Can Antibiotics Increase Heart Rate? Essential Info.

Can antibiotics increase heart rate - Discover if antibiotics can increase heart rate, which drugs are linked to this, warning signs, and how to monitor your he
Qaly Heart
Qaly is built by Stanford engineers and cardiologists, including Dr. Marco Perez, a Stanford Associate Professor of Medicine, Stanford Cardiac Electrophysiologist, and Co-PI of the Apple Heart Study.

Key Takeaways

Hello Heart Hero.

You start an antibiotic because you want to feel better. Then later that day, or maybe on day two, your chest feels different. Your heart seems to beat faster. Maybe it flutters. Maybe your watch shows a resting heart rate that looks higher than usual.

That can feel unsettling fast.

A lot of people in this moment ask the same question: can antibiotics increase heart rate? The honest answer is yes, some can. But the full answer is more nuanced, and that nuance matters because a faster heartbeat while you are sick is not always coming from the medication itself.

Your Heart Rate, Antibiotics, and Finding Answers

A common real-life version of this goes like this. Someone gets a sinus infection or chest infection, starts an antibiotic, and then notices palpitations while lying in bed that night. They check their Apple Watch, Kardia, Fitbit, or Samsung Watch. The number is higher than expected, and that makes everything feel more serious.

Stored data:
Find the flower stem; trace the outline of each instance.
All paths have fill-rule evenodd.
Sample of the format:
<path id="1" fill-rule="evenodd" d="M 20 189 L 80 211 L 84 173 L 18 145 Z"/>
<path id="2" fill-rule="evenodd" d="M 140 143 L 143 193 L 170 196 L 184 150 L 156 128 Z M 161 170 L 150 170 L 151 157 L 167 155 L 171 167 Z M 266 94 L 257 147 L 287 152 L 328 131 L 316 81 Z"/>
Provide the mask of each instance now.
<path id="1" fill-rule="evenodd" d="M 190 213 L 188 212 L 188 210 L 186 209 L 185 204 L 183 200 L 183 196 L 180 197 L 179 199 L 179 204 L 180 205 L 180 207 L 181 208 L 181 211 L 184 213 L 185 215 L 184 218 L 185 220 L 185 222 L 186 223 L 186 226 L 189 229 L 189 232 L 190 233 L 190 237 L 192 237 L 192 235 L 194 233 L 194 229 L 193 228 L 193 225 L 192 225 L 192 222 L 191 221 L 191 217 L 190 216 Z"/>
==
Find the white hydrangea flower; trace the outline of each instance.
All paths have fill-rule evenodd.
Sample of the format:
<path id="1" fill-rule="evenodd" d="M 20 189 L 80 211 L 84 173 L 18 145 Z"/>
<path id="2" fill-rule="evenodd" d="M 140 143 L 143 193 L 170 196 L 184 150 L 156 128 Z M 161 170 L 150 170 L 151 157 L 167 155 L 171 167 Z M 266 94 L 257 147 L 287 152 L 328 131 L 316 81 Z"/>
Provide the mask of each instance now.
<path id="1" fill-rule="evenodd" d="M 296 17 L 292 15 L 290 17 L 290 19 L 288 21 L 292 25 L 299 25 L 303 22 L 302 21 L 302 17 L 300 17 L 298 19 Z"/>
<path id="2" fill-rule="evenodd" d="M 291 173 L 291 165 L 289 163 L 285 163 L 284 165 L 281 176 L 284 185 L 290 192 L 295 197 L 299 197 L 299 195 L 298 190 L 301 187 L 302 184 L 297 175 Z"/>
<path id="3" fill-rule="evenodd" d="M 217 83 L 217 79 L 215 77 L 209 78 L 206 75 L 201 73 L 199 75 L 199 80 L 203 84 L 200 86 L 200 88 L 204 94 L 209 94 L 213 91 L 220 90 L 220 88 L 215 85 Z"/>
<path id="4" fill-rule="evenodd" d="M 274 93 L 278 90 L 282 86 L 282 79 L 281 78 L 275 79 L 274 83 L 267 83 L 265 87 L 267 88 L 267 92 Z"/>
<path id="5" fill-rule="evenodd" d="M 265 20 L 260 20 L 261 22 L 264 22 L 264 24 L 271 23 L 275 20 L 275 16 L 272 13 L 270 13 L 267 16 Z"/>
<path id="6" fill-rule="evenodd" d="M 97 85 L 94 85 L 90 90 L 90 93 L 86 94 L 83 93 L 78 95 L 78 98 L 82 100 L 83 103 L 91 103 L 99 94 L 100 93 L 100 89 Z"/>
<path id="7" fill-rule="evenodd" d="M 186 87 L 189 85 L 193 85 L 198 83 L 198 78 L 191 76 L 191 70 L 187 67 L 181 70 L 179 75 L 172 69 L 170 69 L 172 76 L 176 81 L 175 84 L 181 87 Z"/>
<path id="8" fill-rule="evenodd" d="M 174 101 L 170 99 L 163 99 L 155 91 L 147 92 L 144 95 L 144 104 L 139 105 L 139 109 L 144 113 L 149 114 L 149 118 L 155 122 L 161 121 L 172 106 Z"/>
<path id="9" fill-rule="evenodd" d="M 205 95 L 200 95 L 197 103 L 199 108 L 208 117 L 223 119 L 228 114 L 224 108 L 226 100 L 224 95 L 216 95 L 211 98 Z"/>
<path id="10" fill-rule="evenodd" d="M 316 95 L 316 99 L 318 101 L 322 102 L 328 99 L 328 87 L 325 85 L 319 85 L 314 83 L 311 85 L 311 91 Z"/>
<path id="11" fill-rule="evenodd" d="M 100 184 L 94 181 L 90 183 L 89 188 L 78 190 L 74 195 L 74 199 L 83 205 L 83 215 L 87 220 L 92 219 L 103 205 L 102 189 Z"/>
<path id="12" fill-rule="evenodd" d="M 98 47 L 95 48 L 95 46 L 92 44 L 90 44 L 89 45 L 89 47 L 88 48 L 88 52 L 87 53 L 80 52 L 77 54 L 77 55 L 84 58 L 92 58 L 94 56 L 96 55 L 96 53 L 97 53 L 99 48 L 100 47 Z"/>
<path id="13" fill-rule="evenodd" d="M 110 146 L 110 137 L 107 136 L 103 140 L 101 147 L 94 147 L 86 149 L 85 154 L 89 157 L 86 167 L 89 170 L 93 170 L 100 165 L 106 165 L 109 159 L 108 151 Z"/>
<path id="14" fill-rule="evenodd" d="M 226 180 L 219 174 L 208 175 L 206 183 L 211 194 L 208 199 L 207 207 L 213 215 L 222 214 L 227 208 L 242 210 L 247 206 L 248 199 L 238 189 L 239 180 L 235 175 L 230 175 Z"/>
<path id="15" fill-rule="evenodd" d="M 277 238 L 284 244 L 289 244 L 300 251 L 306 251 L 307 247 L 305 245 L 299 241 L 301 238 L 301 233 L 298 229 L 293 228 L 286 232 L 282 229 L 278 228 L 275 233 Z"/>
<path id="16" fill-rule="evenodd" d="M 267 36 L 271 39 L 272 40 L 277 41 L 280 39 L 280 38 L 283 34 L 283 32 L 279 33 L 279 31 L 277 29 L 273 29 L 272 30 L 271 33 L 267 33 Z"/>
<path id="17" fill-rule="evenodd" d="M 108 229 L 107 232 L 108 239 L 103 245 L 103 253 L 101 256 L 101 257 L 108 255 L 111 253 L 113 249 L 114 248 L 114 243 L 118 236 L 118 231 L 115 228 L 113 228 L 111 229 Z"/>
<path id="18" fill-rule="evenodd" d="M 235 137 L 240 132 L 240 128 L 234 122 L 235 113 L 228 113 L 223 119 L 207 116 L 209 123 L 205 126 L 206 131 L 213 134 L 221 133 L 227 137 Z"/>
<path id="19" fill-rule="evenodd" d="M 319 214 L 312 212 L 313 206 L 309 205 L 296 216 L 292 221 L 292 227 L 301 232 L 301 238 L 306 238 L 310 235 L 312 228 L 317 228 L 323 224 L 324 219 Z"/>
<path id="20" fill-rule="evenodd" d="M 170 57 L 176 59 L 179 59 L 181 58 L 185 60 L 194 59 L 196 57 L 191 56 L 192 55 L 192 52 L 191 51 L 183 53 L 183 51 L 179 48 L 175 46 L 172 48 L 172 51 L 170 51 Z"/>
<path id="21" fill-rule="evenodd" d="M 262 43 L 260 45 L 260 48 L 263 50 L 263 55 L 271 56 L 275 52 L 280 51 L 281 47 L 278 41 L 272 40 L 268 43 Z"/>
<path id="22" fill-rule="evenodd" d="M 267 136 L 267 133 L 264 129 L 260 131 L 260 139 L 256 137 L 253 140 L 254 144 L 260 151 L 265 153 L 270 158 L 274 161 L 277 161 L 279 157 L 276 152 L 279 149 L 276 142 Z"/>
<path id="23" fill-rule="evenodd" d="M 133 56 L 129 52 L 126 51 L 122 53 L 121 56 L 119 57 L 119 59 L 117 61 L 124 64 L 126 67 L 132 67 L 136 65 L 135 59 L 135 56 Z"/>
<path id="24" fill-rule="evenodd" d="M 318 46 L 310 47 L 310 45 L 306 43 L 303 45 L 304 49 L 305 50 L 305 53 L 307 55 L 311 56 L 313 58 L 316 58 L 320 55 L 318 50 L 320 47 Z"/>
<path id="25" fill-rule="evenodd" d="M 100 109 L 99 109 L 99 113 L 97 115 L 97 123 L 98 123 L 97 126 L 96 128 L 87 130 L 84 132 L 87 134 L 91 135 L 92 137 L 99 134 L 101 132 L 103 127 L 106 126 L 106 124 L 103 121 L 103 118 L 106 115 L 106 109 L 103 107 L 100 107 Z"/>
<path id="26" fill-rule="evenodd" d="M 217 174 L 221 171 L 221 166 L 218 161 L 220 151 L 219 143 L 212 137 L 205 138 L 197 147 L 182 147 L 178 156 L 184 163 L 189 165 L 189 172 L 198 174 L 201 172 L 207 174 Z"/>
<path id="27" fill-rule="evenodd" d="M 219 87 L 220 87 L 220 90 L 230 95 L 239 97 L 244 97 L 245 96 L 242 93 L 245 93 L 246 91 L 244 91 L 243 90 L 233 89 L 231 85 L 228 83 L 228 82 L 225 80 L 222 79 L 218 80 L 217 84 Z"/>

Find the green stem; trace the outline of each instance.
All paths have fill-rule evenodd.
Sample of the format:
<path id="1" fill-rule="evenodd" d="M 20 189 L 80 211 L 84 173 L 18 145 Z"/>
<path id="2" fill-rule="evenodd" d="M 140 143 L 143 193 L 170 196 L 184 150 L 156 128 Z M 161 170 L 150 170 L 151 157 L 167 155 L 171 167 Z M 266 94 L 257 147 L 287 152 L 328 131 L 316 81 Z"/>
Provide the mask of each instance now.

• [Assignment 1]: From the antibiotics and heart rate article, write out everything from "A common real-life" down to "feel more serious.".
• [Assignment 2]: The antibiotics and heart rate article says the full answer to whether antibiotics can raise heart rate is nuanced. Why does it say that nuance matters?

• [Written solution 1]:
A common real-life version of this goes like this. Someone gets a sinus infection or chest infection, starts an antibiotic, and then notices palpitations while lying in bed that night. They check their Apple Watch, Kardia, Fitbit, or Samsung Watch. The number is higher than expected, and that makes everything feel more serious.

• [Written solution 2]: The nuance matters because a faster heartbeat while you are sick does not always come from the medication itself.